▶ **Task to carry out**
Your reply should be an exact copy of the lines from the one that holds "Could you please drop a point on the building" to the end of the data below.

[Data extract — start]

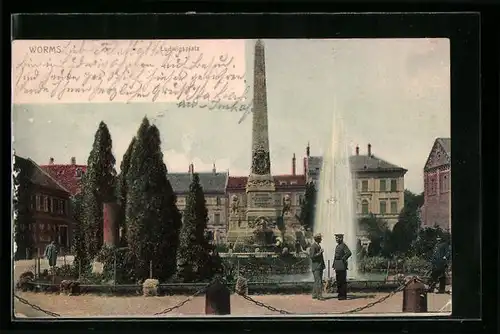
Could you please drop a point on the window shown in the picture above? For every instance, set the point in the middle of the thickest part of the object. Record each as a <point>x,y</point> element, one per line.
<point>432,185</point>
<point>364,207</point>
<point>444,184</point>
<point>38,203</point>
<point>63,207</point>
<point>383,209</point>
<point>364,185</point>
<point>45,203</point>
<point>394,207</point>
<point>301,199</point>
<point>394,185</point>
<point>56,207</point>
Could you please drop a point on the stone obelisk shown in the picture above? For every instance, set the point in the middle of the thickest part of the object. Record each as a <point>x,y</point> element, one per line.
<point>260,185</point>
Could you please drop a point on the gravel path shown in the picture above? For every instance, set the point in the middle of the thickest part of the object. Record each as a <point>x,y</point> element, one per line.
<point>94,305</point>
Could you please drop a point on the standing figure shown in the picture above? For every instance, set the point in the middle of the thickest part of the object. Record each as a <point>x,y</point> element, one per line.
<point>342,254</point>
<point>51,254</point>
<point>439,262</point>
<point>317,266</point>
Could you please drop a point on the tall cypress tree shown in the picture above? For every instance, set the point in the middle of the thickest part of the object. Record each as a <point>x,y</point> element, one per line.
<point>98,188</point>
<point>139,231</point>
<point>192,254</point>
<point>308,206</point>
<point>23,219</point>
<point>121,189</point>
<point>166,216</point>
<point>79,249</point>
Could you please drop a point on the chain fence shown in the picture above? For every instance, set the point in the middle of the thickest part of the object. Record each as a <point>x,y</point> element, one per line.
<point>256,302</point>
<point>36,307</point>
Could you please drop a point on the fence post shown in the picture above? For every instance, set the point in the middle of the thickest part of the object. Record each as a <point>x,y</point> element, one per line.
<point>218,299</point>
<point>114,269</point>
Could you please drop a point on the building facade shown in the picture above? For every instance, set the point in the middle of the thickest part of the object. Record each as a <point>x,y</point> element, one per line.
<point>437,186</point>
<point>378,184</point>
<point>214,187</point>
<point>50,208</point>
<point>68,175</point>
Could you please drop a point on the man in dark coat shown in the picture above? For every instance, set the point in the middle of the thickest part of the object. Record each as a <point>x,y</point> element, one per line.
<point>342,254</point>
<point>439,262</point>
<point>51,254</point>
<point>317,266</point>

[Data extract — finish]

▶ **Solution**
Could you please drop a point on the building facade shown in the picture above? For every instance, set the point in the middle of the thickest part of the object. Record each as a <point>x,y</point> element, one per line.
<point>437,186</point>
<point>378,184</point>
<point>214,187</point>
<point>50,208</point>
<point>68,175</point>
Could you please drop a point on the man in dark coat shown in the picture above? For every instance, set the point in the middle of the thickest part of the object. Record each as a <point>x,y</point> element, one per line.
<point>342,254</point>
<point>439,262</point>
<point>51,254</point>
<point>317,266</point>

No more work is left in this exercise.